[GIVEN REQUEST] Rewrite every line of the records below, requests included, but omit the pictures. Scale each point coordinate in the answers by 0.65 and round to the nearest whole number, with halves rounded up.

[RECORDS SHOWN]
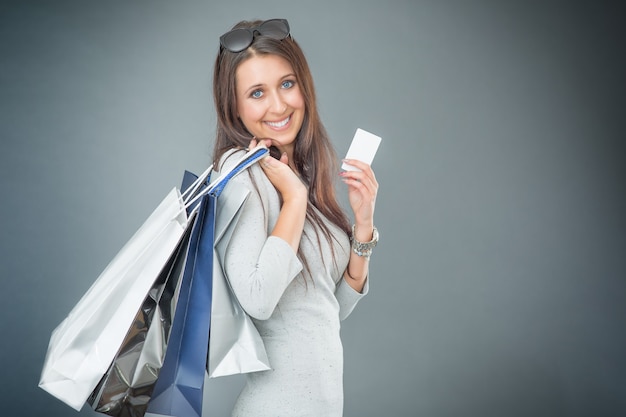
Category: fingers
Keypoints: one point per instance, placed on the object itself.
(254, 142)
(365, 176)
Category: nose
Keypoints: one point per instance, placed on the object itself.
(277, 104)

[THE ANSWER]
Category: fingers
Keypoints: one point per instance, placed on the object itself.
(165, 92)
(237, 114)
Category: nose
Keypoints: one point per instance, placed on the object itself.
(180, 68)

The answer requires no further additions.